(DESCRIÇÃO DO EXERCÍCIO) Prossiga, por favor, o texto sobre Olavo de Carvalho e a direita a partir da última frase apresentada.

═══ TRECHO SELECIONADO ═══

O que Olavo tentou ensinar
A tragédia de Olavo de Carvalho não foi ter sido ignorado pela esquerda. A esquerda o odiou precisamente porque o compreendeu. A tragédia foi ter sido ignorado pela direita que ele tentou formar.
Sua tese era simples e estava fundada em Gramsci lido ao contrário: a política é um subproduto da cultura. Antes de vencer eleições, é preciso vencer a batalha das ideias. Antes de ocupar ministérios, é preciso ocupar mentes. Antes de governar, é preciso criar as condições que tornam o governo possível. Sem hegemonia cultural, o poder político é frágil, efêmero, ilusório. É a cereja sem o bolo.
Em 2006, quase vinte anos atrás, ele escreveu: “A ação política é um subproduto da cultura e, no estado em que as coisas estão, nenhuma ação política inteligente, ao menos em escala federal, é previsível nas próximas duas ou três gerações”.
Duas ou três gerações. Quarenta a sessenta anos de trabalho paciente, sistemático, de longo prazo. Era isso que a direita precisava fazer. Em vez disso, quis atalhos. Quis eleger um presidente e resolver o problema em quatro anos. Quis a cereja sem se dar ao trabalho de preparar e assar o bolo.
O resultado está aí. Um movimento popular destruído, uma liderança perseguida, presos políticos abandonados. Uma direita que aprendeu menos do que nada com a experiência. Que continua criticando a cereja enquanto o bolo apodrece.
A autocrítica necessária
Se este artigo tem algum propósito, é provocar uma reflexão incômoda.
Àqueles que criticam Bolsonaro “pela direita”, pergunto: o que vocês construíram? Quantas universidades fundaram? Quantos jornais criaram? Quantos juristas formaram? Quantos juízes elegeram? Quantos promotores influenciaram? Quantas editoras mantêm? Quantos cineastas financiam? Quantos artistas revelaram? Quantos diretórios acadêmicos de universidades públicas conquistaram?
Bolsonaro, com todas as suas limitações, enfrentou o sistema de peito aberto. Perdeu. Mas lutou. E vocês? Vocês que exigem articulação: articularam o quê, com quem, para quê? Vocês que pedem projeto: onde está o projeto de vocês? Vocês que cobram estratégia: qual foi a estratégia de vocês nos últimos 40 anos?
A cereja, por mais imperfeita que fosse, era a única cereja disponível. Era o que tínhamos. O que fizemos com ela? Criticamos. Abandonamos. Fingimos que o problema era ela, não o bolo.

═══ REGISTROS LISTADOS ═══

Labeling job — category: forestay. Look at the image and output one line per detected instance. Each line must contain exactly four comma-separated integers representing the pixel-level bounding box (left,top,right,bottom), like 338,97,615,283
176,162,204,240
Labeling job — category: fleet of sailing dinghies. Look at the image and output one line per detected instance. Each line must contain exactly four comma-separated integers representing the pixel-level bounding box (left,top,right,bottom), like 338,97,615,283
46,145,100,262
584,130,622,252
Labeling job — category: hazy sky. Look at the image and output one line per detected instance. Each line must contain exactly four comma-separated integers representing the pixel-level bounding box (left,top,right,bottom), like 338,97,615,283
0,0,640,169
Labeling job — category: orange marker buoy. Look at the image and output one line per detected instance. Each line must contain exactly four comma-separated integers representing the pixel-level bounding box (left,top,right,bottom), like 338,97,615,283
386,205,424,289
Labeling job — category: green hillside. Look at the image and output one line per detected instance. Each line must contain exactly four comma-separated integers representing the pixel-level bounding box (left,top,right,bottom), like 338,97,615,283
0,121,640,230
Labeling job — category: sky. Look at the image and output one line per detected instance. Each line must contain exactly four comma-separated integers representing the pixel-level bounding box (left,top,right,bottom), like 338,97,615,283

═══

(RESPOSTA ESCRITA)
Agora o bolo está mais forte do que nunca. Fermentado, crescido, dominante. E não há cereja à vista.
A escolha que resta
A direita brasileira tem diante de si uma escolha. Pode continuar criticando Bolsonaro, analisando seus erros, lamentando suas falhas, distribuindo culpas. Pode continuar fingindo que o problema era o capitão, e não o sistema centenário que o engoliu.
Ou pode, finalmente, fazer o que Olavo pediu que fizéssemos há décadas: trabalhar. Formar quadros. Criar instituições. Ocupar espaços. Disputar a hegemonia. Assar o próprio bolo.
É um trabalho de gerações. Sem glamour, sem holofotes, sem a gratificação imediata da vitória eleitoral. Um trabalho que exige paciência, disciplina, visão de longo prazo. Tudo o que a direita brasileira historicamente não teve.
Mas é o único trabalho que importa. Porque sem bolo, não há cereja que se sustente. E quem critica apenas a cereja, ou não entendeu nada, ou entendeu tudo e prefere a derrota confortável à vitória trabalhosa.
Olavo morreu em janeiro de 2022. Morreu deixando a mesma pergunta que fez em 2016:
“Vocês acham REALMENTE que, tomando a cereja de volta, o bolo inteiro virá junto?”
A resposta continua sendo não. E continuará sendo, enquanto a direita preferir criticar cerejas a assar bolos.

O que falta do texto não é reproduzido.